◆ Task
Continue the blog post about visiting the Sydney Opera House on its open day, picking up after its final line.

◆ Text shown
______________________________

Saturday, October 24, 2009

push it real good

i've just come back from a tour of the Sydney Opera House. i figured that as this was my third visit to the city and i had never actually walked up those stairs and into the place was a situation that needed rectifying. that today the opera house was free to enter was a situation that facilitated this.
cleverly i had signed up for email alerts about the open day, which i'd seen in the newspaper a couple of weeks ago. this meant that i was in possession of, if not a golden ticket, a pretty good 'priority pass' which meant that i did not have to join the initial queue to get in.
now, i'm not sure at what point a queue ceases to be a queue and turns into something much harder to control but what was happening down Circular Quay this morning must have been pretty close. to say that it was heaving is an understatement along the lines of saying the Pope rather likes the idea of Catholicism.
anyway, skipping my way up the steps i headed for the priority pass gate and did, to my delight, make it into the house (as we natives like to call it, before going on to talk about tinnies, joeys, vegies and anything else that can and therefore must be abbreviated). and then, the queues really started.
it seems that the whole of Sydney is, like me, to quote my friend Stephanie, 'careful with money'. obviously by this Steph means 'a tightwad', and i can't argue, my feeling being, you can't have your nest egg and spend it, as there were seas upon seas of blank faces waiting to move from one foyer to auditorium to foyer to auditorium.
i very soon turned into one of those people that really irritate me: a queue jumper.
i know!

______________________________

◆ Given information
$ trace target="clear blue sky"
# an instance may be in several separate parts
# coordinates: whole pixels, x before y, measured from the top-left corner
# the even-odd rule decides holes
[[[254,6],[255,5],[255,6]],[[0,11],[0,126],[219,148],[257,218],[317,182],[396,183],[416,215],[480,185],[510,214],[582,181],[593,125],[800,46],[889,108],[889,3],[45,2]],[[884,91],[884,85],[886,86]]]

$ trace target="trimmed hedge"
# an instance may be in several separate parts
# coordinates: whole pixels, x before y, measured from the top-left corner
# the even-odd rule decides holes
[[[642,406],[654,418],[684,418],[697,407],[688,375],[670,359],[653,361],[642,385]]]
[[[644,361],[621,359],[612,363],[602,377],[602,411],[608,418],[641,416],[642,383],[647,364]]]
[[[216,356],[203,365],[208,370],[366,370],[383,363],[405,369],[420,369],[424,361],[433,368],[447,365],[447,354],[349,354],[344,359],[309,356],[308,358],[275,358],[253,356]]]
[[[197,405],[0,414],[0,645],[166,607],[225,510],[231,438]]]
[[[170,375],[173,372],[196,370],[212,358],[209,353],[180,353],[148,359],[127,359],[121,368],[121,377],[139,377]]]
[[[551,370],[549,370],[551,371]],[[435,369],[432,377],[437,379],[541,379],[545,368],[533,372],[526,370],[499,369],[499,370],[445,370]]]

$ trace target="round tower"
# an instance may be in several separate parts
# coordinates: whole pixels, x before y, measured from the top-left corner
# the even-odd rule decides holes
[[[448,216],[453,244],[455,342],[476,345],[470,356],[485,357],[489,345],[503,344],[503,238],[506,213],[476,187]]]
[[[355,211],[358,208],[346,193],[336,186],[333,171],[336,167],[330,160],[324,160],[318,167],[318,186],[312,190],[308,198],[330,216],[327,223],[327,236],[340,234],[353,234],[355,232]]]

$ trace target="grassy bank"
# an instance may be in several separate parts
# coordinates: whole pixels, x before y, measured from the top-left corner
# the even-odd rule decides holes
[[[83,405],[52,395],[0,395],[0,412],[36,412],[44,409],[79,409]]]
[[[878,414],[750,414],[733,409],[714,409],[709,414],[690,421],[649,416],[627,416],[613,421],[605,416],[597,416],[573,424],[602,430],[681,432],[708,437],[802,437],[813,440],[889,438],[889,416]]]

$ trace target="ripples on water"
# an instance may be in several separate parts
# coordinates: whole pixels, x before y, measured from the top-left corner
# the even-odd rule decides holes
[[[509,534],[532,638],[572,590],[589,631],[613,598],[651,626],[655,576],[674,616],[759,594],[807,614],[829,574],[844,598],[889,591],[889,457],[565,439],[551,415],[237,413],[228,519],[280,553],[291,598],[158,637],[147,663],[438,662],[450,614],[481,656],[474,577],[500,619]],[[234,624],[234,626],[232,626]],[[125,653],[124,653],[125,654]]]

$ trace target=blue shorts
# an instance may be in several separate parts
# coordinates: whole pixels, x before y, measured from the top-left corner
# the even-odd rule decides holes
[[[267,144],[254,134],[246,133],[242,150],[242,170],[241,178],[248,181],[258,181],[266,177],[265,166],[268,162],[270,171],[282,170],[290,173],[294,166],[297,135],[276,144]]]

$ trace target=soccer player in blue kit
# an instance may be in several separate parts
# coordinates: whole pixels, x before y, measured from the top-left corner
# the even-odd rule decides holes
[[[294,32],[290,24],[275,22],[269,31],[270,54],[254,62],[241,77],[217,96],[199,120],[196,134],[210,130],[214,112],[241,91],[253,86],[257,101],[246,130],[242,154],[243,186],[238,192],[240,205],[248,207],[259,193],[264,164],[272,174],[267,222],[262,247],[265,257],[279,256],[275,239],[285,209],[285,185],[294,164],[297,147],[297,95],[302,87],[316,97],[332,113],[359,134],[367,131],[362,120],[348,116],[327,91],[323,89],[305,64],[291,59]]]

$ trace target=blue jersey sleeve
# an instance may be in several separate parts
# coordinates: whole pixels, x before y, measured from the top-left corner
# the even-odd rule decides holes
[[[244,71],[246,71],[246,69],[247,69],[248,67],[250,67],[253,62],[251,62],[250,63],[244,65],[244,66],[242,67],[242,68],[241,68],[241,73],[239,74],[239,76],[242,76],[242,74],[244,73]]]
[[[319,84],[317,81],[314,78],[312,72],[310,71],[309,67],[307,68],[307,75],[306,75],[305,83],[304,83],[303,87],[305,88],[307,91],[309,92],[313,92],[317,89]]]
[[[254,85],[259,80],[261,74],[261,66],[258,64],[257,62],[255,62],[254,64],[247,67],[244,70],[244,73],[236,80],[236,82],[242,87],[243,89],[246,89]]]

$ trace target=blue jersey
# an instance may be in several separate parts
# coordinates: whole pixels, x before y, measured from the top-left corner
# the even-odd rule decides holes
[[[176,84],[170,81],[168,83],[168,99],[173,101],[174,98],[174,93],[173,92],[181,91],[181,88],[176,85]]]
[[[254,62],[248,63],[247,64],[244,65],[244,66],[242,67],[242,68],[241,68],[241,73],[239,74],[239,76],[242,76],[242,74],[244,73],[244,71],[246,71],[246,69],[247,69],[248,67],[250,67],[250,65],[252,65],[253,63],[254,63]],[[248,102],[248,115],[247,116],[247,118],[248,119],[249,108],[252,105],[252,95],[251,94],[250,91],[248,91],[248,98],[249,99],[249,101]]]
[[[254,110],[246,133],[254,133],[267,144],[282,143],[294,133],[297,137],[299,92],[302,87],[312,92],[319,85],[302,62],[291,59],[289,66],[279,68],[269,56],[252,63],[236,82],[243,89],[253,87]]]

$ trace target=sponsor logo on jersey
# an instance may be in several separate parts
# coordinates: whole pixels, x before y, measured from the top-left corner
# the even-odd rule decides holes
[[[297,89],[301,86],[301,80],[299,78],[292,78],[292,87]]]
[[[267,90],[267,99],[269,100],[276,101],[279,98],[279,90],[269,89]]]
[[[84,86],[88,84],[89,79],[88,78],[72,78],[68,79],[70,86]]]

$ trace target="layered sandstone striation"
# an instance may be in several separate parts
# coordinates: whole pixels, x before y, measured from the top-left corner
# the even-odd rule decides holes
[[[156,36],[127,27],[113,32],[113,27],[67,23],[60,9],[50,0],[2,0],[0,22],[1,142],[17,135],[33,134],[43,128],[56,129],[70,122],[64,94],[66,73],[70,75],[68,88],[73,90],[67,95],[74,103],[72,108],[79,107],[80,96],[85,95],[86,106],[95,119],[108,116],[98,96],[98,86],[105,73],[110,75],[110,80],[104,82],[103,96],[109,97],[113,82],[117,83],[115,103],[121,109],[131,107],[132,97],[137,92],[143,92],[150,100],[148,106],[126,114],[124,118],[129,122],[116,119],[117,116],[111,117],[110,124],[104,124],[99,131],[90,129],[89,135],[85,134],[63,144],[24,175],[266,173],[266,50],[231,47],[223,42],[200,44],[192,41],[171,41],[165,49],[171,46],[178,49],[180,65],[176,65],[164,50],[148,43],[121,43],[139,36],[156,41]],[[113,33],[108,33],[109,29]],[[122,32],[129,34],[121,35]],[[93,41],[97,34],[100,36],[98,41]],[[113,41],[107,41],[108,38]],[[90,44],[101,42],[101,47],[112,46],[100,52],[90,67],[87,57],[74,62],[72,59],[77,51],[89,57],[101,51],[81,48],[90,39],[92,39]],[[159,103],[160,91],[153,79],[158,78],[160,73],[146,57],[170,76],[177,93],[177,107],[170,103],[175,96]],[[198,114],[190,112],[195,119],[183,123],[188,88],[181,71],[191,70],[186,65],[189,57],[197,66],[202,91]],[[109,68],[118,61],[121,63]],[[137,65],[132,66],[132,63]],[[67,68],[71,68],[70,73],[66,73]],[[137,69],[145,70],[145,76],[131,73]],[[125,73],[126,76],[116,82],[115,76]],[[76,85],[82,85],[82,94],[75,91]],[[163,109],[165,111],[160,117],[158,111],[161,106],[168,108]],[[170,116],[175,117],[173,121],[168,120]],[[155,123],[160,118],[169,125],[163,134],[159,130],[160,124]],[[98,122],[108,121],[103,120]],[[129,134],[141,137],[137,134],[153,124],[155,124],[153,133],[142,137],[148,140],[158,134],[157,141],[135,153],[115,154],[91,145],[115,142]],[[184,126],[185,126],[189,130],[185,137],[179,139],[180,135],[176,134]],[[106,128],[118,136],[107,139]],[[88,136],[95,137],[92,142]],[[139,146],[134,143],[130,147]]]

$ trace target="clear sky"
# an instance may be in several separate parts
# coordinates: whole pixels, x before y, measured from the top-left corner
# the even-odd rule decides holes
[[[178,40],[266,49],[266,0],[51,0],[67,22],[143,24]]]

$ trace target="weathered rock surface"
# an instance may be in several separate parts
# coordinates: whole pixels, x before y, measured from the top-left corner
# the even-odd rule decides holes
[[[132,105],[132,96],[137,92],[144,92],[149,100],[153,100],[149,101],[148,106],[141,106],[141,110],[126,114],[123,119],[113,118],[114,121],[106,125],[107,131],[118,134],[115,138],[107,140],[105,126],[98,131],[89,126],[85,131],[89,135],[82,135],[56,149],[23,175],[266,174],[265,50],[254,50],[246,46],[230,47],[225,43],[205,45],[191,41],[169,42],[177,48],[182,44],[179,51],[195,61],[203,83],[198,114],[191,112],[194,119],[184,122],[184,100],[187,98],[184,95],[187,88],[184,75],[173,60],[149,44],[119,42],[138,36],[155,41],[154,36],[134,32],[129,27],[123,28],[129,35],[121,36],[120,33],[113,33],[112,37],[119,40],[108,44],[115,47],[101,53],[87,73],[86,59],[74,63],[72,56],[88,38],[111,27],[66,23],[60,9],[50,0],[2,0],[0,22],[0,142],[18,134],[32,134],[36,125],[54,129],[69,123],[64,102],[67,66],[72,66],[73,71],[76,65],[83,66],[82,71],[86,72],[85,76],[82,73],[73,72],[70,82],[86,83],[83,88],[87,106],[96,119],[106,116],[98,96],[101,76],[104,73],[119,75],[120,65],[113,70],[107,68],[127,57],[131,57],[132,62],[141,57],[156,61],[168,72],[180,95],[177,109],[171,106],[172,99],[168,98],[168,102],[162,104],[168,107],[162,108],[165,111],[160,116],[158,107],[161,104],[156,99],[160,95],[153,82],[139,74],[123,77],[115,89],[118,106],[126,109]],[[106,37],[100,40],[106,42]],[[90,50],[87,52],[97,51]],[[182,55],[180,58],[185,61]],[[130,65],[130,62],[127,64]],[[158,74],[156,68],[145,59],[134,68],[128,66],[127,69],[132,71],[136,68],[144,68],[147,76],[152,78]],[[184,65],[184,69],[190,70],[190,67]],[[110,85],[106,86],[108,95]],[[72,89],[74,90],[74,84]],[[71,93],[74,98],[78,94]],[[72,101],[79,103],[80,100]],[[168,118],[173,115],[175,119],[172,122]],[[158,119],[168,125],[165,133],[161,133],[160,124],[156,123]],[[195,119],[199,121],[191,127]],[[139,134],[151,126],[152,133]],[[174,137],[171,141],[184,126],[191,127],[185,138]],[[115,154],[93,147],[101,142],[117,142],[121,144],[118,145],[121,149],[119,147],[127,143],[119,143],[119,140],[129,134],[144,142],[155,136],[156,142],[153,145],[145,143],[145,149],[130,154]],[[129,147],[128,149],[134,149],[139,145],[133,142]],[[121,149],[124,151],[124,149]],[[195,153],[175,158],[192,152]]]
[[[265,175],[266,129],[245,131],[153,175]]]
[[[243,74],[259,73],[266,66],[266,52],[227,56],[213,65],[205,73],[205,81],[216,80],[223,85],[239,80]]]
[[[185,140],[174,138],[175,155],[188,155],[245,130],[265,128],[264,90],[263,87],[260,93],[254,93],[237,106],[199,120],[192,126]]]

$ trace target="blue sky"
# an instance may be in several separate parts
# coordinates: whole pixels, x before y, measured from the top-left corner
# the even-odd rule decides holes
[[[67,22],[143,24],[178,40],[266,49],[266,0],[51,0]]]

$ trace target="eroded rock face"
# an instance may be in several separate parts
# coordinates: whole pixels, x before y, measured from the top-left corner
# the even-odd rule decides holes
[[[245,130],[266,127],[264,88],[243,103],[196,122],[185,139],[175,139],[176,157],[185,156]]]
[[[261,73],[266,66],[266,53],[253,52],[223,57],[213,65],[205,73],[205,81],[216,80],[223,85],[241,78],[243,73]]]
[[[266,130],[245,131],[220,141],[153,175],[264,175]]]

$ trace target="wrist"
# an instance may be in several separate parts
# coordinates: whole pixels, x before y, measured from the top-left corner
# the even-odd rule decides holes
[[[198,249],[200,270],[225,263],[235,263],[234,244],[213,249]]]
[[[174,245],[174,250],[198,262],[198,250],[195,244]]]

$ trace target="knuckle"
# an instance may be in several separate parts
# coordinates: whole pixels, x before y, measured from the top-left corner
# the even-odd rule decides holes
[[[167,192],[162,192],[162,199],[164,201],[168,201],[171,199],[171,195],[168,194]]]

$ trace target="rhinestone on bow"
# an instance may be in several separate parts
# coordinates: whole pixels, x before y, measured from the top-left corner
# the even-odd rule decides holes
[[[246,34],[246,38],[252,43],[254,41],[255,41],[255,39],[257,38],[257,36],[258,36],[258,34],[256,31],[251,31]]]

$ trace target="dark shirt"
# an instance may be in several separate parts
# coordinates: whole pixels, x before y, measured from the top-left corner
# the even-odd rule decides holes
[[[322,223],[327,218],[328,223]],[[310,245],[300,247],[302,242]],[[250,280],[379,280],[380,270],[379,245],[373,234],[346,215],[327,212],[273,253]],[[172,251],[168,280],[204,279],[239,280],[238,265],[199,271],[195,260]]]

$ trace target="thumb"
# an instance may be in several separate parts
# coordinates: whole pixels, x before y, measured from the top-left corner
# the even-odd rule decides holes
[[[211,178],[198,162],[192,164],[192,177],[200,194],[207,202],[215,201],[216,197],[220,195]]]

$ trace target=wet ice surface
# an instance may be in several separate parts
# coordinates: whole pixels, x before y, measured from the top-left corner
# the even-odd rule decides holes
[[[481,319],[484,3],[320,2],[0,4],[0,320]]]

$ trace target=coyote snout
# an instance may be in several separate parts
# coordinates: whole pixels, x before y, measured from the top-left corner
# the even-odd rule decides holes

______________________________

◆ Response to the exercise
i blame it on the crumpled up 'priority pass' print out in my pocket - i almost felt it was my right, no my duty, not to stand around for hours, prefering instead to insinuate myself amid large groups of tourists by way of making out i was with the person asking a question of one of the guides.
i was, i admit, quite shameless.
i also tried the 'oh where have you got to?' look as i sailed past the patient hordes. you know, the 'why of course i'm not jumping the queue, it's just that i've lost the people i'm with look.'
i was introduced to a version of this by an old friend back in Spain at a Madonna concert (I'm talking pre-Brazil surgery, popeye bicep Madonna, circa 1990). arriving fashionably late we pushed our way all the way through the crowd until we were just 3 bodies away from the stage. the whole time Eduardo was calling 'Mercedes!' to our imaginary friend up front. it worked a treat (not counting the trail of abuse we no doubt garnered in our wake).
so, i saw the inside of the house. and very nice it was too: exactly like i was expecting it to look. stages, seats and those weird mushroomy things on the ceiling that help with acoustics.
i will try and remember my barefaced cheek next time someone pushes in front of me, accepting it as karma earned.
as i left the queue had got even longer!